-- START OF Exercise input --
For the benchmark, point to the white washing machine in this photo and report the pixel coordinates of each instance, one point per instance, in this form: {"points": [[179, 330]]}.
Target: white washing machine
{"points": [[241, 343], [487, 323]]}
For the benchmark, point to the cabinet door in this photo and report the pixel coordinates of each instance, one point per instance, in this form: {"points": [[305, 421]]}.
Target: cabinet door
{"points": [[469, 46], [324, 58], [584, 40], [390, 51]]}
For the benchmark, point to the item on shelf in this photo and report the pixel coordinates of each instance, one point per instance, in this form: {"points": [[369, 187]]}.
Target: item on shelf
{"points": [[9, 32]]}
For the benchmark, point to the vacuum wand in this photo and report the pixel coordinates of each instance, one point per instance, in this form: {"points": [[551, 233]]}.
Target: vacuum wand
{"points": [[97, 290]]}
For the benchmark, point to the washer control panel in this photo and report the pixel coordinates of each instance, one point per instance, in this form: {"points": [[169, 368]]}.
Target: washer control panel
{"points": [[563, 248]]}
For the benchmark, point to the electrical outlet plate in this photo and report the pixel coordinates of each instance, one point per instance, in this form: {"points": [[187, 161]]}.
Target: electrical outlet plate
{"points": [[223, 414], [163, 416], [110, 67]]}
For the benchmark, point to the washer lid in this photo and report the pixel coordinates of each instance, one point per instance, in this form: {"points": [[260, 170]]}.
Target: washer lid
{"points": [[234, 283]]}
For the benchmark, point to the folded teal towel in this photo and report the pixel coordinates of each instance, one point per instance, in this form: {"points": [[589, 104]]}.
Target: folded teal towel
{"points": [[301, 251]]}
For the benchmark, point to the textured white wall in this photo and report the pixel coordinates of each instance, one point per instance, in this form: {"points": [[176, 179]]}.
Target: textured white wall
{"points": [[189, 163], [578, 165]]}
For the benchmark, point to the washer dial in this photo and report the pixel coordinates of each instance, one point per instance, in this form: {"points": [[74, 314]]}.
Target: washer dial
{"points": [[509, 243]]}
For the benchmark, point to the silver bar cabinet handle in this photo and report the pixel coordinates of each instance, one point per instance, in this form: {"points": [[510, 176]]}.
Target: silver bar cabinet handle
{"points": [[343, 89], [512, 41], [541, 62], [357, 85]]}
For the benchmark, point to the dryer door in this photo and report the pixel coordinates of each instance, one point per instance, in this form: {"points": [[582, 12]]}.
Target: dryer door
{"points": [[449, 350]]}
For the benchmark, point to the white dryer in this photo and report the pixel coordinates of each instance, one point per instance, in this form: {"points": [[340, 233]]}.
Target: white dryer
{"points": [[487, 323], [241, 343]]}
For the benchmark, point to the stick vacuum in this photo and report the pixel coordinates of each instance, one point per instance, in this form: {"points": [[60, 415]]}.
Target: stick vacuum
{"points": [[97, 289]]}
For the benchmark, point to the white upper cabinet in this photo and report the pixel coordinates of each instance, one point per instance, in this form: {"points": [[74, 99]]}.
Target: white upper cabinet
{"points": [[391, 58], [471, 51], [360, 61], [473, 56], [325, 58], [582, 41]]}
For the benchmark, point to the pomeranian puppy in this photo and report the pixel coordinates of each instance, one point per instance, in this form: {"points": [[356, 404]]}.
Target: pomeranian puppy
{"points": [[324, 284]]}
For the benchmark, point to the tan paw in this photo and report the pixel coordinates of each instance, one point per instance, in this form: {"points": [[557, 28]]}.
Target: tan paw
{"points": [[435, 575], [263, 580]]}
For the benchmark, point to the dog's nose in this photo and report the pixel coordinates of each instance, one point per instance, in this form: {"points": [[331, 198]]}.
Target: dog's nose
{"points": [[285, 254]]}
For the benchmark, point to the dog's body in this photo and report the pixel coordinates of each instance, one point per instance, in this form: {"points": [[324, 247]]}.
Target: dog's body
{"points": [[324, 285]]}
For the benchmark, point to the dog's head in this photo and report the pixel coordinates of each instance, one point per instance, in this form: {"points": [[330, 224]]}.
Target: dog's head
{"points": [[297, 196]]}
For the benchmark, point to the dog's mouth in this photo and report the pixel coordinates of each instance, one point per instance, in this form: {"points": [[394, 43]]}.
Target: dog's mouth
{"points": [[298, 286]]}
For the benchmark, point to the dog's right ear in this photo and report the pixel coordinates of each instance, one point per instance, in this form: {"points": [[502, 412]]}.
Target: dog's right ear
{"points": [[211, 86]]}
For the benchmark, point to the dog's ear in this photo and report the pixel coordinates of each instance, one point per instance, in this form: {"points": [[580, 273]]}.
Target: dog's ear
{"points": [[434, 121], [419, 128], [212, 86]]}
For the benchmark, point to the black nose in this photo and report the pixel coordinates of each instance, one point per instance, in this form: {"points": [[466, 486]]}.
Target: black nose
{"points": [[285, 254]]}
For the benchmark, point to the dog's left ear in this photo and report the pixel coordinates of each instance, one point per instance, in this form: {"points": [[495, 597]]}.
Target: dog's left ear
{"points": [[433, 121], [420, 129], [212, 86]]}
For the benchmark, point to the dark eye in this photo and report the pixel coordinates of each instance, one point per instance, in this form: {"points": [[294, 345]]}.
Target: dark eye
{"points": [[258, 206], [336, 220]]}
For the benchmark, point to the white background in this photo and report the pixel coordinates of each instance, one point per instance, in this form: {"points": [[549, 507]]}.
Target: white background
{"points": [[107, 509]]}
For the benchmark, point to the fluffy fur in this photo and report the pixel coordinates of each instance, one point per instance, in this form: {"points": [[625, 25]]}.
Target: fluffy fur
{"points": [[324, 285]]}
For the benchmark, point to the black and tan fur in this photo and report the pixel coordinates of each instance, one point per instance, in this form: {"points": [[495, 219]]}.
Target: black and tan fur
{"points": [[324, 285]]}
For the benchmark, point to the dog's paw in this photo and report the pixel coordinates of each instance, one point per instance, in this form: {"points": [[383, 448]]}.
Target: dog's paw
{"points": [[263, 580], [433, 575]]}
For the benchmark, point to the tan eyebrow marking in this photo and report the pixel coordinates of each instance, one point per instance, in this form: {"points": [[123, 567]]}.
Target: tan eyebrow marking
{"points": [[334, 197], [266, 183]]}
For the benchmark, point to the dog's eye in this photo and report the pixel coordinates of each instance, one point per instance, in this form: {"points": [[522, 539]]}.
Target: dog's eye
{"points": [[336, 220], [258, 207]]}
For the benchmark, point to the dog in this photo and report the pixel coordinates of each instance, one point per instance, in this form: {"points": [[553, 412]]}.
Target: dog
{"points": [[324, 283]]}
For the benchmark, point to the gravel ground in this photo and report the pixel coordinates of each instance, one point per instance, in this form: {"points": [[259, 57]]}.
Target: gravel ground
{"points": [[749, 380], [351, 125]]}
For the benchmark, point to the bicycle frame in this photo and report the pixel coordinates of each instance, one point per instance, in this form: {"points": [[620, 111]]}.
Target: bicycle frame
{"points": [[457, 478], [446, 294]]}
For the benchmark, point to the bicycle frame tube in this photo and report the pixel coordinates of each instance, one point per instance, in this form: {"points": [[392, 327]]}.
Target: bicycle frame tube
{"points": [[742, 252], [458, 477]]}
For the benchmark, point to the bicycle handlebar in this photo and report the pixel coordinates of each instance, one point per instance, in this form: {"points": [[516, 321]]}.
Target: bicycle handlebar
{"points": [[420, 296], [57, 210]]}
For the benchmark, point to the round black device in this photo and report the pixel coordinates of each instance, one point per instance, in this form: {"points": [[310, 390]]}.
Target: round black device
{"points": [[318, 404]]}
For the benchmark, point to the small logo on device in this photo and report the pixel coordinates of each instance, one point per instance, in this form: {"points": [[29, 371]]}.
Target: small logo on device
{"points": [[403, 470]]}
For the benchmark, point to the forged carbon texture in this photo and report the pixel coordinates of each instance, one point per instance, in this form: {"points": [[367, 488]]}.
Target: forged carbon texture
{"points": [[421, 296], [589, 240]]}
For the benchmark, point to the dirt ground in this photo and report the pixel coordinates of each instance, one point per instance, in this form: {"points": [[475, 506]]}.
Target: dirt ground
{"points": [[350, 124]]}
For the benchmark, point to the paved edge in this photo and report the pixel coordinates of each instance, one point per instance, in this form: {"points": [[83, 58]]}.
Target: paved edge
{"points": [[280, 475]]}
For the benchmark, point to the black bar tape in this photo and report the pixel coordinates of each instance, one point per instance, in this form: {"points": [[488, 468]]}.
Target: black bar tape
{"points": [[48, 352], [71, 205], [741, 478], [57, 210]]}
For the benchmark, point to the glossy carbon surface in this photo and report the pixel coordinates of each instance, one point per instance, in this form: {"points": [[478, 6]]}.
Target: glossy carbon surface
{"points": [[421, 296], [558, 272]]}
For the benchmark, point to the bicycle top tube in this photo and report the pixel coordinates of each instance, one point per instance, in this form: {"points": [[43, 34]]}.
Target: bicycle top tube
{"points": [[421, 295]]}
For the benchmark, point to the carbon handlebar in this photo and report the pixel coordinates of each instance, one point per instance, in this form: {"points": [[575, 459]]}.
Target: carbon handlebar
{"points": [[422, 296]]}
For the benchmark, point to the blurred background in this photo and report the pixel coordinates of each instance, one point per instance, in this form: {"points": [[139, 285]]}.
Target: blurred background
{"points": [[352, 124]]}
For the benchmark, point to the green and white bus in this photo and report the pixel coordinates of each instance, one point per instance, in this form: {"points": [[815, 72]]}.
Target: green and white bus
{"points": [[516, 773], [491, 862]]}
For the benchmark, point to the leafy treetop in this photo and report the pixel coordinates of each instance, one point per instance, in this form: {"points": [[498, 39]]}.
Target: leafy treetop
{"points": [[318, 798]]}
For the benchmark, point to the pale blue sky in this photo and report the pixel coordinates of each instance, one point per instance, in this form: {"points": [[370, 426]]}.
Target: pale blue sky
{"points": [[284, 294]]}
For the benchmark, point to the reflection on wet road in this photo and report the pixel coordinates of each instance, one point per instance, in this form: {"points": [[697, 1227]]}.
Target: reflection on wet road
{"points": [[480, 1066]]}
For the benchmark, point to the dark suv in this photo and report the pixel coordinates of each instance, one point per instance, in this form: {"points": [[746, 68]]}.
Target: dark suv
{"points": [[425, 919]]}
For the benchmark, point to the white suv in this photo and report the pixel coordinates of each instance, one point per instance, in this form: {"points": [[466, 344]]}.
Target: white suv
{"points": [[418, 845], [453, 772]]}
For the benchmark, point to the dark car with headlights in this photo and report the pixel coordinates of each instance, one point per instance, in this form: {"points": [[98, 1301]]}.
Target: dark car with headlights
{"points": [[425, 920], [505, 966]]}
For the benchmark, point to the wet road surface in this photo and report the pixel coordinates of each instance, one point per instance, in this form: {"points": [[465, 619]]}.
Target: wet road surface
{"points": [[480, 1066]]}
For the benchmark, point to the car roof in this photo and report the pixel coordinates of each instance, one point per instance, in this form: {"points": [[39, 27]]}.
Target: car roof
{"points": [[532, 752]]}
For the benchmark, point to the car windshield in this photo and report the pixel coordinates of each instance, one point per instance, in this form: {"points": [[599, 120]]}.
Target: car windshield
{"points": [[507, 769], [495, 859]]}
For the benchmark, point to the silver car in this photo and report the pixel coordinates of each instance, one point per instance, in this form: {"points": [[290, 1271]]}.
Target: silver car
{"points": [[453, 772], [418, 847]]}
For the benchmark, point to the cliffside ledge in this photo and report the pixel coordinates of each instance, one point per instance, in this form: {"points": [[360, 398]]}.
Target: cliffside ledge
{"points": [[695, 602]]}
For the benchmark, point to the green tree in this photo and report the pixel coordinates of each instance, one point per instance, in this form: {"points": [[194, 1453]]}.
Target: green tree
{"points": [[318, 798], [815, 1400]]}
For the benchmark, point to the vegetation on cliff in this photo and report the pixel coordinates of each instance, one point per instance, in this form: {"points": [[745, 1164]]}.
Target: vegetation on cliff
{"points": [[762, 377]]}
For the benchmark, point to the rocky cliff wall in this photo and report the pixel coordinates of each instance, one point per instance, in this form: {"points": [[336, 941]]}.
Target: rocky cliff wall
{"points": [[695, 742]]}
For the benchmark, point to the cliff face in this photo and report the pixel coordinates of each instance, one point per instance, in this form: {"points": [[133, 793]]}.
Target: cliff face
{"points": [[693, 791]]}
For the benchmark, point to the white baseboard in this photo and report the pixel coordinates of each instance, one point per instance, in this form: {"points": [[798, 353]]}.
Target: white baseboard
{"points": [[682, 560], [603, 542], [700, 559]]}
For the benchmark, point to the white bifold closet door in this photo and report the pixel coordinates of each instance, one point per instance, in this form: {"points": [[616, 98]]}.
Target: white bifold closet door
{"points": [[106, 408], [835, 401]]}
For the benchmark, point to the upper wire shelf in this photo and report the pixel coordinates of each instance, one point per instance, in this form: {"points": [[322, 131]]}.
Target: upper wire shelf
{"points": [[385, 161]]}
-- END OF Exercise input --
> _The exercise_
In the listing above, find the line containing "For the benchmark, point to the cliff face" and please quote exactly that line through the last one, and no other lines.

> _Response to this exercise_
For the benchmark, point to the cliff face in this photo and report the pixel coordinates of each instance, one point per instance, in this form: {"points": [[133, 793]]}.
Target: cliff face
{"points": [[693, 791]]}
For the benchmark, point to the white baseboard in this photo and report the pixel coordinates of each instance, one point per instance, in this form: {"points": [[798, 353]]}.
Target: white baseboard
{"points": [[682, 560], [603, 542], [700, 559]]}
For the benchmark, point to the white bifold closet door in this photo and report the pixel coordinates of each instance, one point per instance, in this form: {"points": [[616, 98]]}.
Target: white bifold closet door
{"points": [[106, 408], [835, 401]]}
For the benchmark, point to the upper wire shelf in this photo and report the pixel coordinates of each instance, one point per instance, in this form: {"points": [[322, 131]]}.
Target: upper wire shelf
{"points": [[385, 161]]}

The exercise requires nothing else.